# Hardware accelerated pattern matching based on Deterministic Finite Automata with perfect hashing



# Hardware Accelerated Pattern Matching Based on Deterministic Finite Automata with Perfect Hashing

Jan Kastil, Jan Korenek
Faculty of Information Technology
Brno University of Technology
Bozetechova 2, Brno, 612 66, Czech Republic
Email: (ikastil, korenek)@fit.vutbr.cz

Keywords: Inrusion Detection, Perfect hashing, hardware acceleration, Deterministic Finite Automata

Abstract—With the increased amount of data transferred by computer networks, the amount of the malicious traffic also increases and therefore it is necessary to protect networks by security systems such as firewalls and Intrusion Detection Systems (IDS) operating at multigigabit speeds. Pattern matching is the time critical operation of current IDS. This paper deals with the analysis of regular expressions used by modern IDS to describe malicious traffic. According to our analysis, more than 64 percent of regular expressions create Deterministic Finite Automaton (DFA) with less than 20 percent of saturation of the transition table which allows efficient implementation of pattern matching into FPGA platform. We propose architecture for fast pattern matching using perfect hashing suitable for implementation into FPGA platform. The memory requirements of presented architecture is closed to the theoretical minimum for sparse transition tables.

The data:

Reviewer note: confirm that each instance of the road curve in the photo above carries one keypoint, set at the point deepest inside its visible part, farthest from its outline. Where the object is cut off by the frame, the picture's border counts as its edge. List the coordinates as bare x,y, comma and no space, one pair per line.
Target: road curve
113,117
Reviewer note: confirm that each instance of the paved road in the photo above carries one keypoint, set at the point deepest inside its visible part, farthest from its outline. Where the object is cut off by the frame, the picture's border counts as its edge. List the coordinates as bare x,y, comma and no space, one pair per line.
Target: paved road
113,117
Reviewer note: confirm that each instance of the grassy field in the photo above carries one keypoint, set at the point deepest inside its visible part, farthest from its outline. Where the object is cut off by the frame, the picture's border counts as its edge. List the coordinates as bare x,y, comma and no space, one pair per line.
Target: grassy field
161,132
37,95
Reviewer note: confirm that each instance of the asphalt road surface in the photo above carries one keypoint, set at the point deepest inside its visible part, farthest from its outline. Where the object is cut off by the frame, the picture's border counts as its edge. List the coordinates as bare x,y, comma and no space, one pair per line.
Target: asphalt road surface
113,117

Set problem A:
In the abstract on pattern matching with perfect hashing, what share of regular expressions create a DFA whose transition table is less than 20 percent saturated?
Set problem B:
Duplicate the rows word for word, starting at the line that contains "Reviewer note: confirm that each instance of the asphalt" and ending at the last line of the rows.

Final answer A:
More than 64 percent.

Final answer B:
Reviewer note: confirm that each instance of the asphalt road surface in the photo above carries one keypoint, set at the point deepest inside its visible part, farthest from its outline. Where the object is cut off by the frame, the picture's border counts as its edge. List the coordinates as bare x,y, comma and no space, one pair per line.
Target: asphalt road surface
113,117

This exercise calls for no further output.